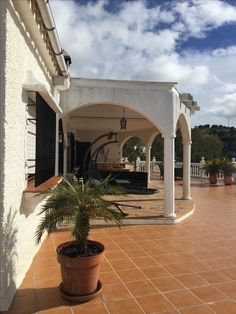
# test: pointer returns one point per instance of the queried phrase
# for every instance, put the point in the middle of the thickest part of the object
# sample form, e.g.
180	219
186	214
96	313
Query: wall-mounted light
123	121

[Problem requirements] Extract every line of the rows above verbatim, leaving the pictures out.

[Problem solution]
# test: pointer returns one point per instance of the queried phrase
# for every instance, put the point in the middle of the thickest part of the object
# sample form, e.g.
180	219
186	214
96	313
Query: wall-mounted light
123	121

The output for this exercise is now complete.